_Outline labeling records_
● ● ● ● ● ● ●

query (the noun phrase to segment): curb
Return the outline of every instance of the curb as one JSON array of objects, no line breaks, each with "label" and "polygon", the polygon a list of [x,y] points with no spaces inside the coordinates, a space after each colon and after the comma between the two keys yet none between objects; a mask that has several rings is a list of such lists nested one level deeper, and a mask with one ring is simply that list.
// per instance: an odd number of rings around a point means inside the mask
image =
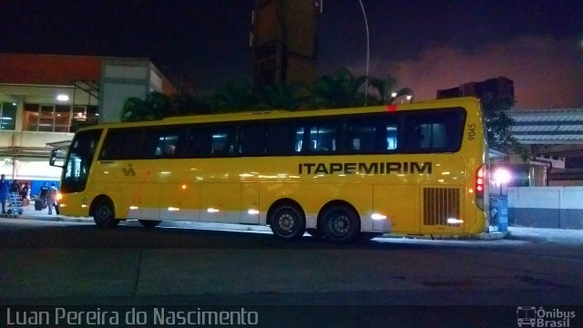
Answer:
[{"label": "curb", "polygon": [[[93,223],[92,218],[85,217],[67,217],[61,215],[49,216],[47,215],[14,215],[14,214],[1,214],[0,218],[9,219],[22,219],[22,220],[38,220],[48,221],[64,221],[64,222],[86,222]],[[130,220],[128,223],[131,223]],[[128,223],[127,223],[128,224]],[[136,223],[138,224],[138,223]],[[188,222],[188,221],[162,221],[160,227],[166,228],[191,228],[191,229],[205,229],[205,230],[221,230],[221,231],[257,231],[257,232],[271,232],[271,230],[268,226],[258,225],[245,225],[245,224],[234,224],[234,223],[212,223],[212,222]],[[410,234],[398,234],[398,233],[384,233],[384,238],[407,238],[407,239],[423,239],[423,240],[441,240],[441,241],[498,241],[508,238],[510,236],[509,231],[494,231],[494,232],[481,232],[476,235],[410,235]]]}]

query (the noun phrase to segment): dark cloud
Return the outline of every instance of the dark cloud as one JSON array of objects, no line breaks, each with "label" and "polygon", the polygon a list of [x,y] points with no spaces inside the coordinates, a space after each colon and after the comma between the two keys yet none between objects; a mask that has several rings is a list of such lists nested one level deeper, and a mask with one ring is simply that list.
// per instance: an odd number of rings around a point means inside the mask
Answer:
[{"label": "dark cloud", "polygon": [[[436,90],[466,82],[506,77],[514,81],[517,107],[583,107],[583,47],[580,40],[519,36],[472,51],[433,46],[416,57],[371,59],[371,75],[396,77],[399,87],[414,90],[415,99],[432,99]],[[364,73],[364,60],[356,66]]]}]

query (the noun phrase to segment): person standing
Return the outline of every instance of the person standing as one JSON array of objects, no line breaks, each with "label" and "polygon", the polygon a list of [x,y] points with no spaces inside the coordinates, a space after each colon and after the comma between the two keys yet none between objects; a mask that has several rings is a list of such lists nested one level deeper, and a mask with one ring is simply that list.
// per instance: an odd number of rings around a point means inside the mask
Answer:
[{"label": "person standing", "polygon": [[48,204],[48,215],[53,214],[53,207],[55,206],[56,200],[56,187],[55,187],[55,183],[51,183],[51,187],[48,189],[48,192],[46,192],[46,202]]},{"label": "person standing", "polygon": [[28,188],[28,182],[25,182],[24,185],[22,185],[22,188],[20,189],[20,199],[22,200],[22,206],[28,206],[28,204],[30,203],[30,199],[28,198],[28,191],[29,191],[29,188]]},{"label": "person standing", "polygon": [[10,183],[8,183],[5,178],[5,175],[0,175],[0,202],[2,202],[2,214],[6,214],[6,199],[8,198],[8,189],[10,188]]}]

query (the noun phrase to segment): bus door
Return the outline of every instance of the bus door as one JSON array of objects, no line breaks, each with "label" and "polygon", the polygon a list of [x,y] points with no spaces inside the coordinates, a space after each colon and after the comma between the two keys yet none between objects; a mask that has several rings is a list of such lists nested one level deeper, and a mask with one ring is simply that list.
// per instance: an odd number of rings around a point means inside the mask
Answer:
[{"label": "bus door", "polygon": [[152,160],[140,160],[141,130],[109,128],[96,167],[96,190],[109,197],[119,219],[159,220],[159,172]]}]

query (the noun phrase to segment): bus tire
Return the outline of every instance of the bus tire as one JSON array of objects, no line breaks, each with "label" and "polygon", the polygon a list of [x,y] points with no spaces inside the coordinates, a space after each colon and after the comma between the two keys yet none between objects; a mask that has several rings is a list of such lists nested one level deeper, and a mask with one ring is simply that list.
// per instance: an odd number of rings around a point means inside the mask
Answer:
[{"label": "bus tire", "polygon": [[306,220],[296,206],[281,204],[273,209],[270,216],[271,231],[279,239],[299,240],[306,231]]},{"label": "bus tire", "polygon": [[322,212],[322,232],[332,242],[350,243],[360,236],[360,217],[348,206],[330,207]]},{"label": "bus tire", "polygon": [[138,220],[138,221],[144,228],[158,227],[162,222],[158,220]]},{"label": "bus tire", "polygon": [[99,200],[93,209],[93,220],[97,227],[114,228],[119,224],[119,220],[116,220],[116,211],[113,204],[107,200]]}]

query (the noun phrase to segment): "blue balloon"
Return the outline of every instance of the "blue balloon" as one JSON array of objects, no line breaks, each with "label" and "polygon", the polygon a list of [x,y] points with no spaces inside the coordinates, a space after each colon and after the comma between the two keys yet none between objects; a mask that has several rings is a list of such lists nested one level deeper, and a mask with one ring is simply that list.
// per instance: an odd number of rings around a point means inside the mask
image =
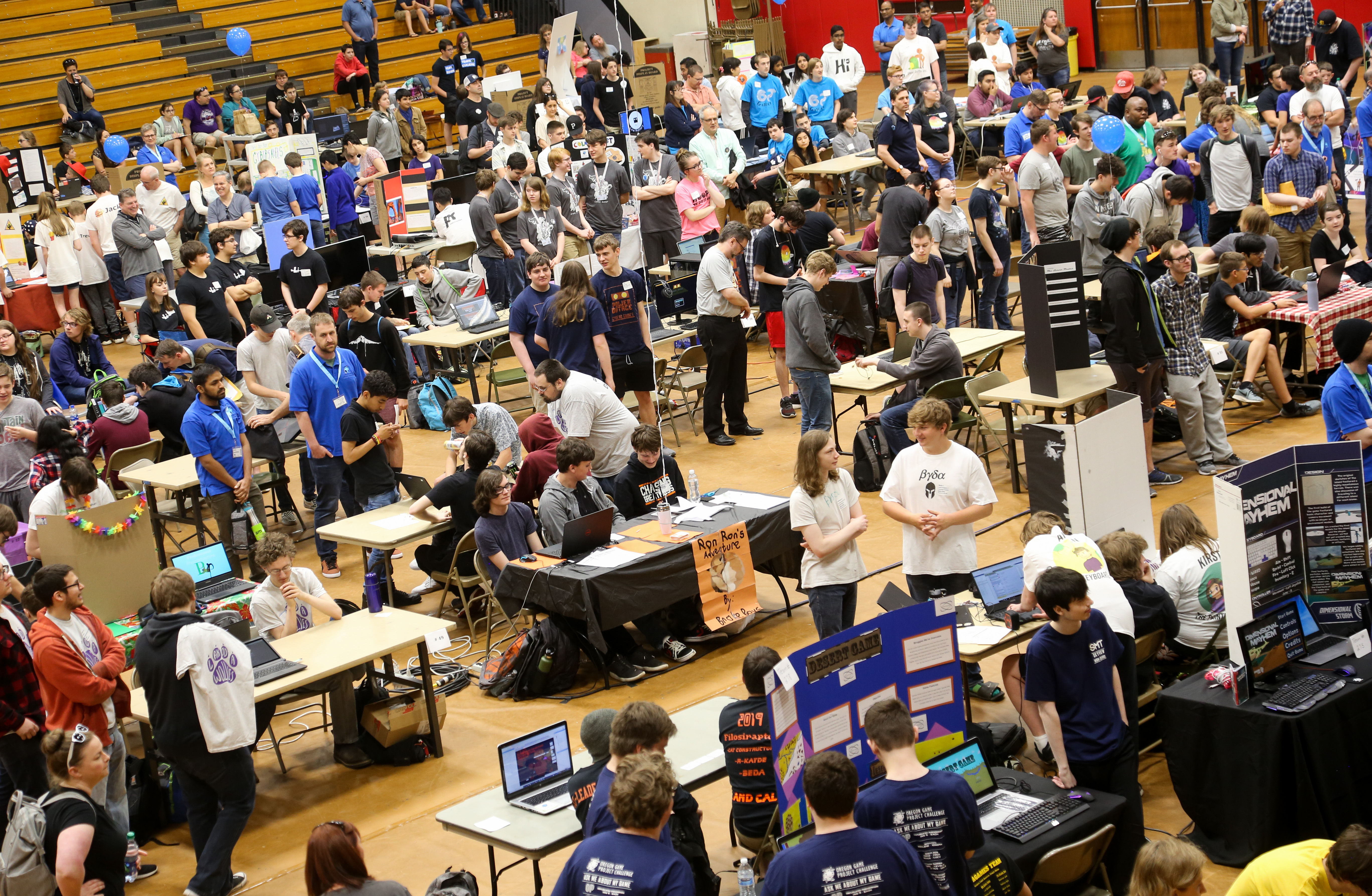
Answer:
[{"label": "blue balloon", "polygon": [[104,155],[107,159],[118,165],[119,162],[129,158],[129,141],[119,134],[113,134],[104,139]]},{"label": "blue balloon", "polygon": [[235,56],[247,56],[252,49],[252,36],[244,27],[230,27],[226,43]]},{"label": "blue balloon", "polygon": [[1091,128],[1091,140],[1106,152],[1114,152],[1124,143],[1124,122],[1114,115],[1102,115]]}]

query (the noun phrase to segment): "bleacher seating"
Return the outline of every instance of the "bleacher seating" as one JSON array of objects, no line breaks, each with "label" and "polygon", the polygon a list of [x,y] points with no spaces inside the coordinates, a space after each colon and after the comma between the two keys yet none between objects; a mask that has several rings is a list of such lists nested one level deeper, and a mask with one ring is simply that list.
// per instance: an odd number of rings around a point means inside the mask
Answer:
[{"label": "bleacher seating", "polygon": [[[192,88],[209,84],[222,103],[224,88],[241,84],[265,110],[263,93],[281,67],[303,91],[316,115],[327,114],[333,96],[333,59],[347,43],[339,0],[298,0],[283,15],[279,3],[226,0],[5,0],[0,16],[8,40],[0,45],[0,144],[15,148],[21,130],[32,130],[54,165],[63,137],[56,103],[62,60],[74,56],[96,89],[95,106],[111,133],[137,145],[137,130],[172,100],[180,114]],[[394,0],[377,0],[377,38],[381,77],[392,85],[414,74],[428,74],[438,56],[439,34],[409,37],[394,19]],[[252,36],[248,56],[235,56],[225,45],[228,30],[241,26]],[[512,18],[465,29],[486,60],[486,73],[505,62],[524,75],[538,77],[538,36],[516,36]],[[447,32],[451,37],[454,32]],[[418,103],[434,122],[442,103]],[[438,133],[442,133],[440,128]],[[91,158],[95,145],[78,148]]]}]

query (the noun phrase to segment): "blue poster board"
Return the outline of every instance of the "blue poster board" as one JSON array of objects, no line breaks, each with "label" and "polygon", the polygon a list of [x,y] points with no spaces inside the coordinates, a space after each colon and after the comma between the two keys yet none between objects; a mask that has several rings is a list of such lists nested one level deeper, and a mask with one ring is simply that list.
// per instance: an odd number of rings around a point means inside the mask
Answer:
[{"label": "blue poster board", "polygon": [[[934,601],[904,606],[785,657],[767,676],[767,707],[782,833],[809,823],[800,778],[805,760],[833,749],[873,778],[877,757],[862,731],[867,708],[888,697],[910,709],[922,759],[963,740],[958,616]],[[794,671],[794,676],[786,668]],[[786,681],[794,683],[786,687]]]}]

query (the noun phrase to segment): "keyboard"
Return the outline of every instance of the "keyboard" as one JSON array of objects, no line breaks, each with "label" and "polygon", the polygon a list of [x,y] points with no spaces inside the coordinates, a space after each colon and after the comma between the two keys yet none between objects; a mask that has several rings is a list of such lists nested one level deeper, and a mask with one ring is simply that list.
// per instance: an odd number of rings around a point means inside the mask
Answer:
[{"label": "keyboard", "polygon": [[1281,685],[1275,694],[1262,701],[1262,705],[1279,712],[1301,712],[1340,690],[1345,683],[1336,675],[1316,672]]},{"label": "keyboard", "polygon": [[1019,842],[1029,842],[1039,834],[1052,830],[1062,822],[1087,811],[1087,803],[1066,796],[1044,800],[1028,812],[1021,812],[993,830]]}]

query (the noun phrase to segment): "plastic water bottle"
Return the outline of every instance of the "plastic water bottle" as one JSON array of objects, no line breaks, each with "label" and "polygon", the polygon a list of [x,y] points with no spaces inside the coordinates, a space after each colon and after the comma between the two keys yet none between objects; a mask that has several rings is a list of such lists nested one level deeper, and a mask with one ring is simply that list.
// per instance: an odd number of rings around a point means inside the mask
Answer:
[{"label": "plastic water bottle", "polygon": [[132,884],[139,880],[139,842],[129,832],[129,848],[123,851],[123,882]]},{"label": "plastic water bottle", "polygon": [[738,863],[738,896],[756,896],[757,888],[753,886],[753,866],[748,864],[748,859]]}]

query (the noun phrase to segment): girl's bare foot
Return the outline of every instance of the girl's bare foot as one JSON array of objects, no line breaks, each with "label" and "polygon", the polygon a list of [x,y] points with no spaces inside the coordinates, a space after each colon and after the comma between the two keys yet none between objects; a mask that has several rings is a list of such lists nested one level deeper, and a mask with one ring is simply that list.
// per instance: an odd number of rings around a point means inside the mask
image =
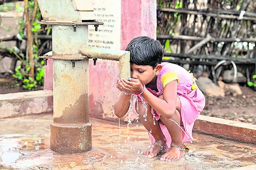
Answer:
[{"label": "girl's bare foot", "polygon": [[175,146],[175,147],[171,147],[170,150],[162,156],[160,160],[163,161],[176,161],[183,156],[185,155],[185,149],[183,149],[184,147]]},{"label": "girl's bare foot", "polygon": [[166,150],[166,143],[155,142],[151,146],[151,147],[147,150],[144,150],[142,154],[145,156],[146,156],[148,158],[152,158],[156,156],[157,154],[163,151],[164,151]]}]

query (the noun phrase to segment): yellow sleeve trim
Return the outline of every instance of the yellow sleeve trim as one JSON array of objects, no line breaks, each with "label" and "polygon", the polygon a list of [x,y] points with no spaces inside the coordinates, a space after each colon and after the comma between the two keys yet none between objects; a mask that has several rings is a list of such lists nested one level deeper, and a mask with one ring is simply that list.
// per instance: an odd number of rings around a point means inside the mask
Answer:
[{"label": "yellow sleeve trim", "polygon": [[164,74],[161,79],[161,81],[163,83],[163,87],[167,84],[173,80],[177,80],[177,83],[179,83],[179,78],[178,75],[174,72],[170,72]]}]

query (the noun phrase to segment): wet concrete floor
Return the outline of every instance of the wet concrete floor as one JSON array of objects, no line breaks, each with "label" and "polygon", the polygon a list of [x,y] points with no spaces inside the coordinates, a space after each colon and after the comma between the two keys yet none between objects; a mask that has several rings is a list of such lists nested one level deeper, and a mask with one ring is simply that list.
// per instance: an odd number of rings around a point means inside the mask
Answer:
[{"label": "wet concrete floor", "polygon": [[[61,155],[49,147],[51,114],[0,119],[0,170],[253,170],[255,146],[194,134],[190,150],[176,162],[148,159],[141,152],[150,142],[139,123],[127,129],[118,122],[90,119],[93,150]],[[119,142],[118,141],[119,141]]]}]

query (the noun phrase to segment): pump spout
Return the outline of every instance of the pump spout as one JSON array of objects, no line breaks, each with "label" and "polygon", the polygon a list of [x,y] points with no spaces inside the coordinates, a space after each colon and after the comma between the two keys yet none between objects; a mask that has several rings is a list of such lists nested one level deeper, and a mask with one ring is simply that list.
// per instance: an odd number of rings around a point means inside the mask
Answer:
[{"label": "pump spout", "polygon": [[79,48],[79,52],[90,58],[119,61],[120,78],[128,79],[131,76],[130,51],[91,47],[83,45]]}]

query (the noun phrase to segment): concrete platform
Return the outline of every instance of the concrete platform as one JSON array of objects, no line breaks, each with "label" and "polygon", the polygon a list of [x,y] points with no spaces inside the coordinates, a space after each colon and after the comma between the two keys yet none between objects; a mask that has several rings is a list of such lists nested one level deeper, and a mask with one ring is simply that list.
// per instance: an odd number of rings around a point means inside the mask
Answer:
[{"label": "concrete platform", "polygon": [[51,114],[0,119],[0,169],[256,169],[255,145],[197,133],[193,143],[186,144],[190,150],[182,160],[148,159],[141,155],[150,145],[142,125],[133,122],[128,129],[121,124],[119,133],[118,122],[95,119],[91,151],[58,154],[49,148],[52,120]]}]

● ● ● ● ● ● ●

_Task to carry out_
Put the lines of the entries, from the very first one through the line containing "Return the outline of every instance of the curb", into a JSON list of strings with one string per line and blank lines left out.

_The result_
[
  "query (the noun phrase to segment): curb",
  "Return the outline of every instance of the curb as one JSON array of objects, no line breaks, each with \"label\" and \"polygon\", the polygon a list of [x,y] points with no spaces inside the coordinates, a space after each colon and after the comma between the two keys yet none between objects; a mask that has several rings is a list of such lists nested one level deeper, and a mask with one ring is simply that list."
]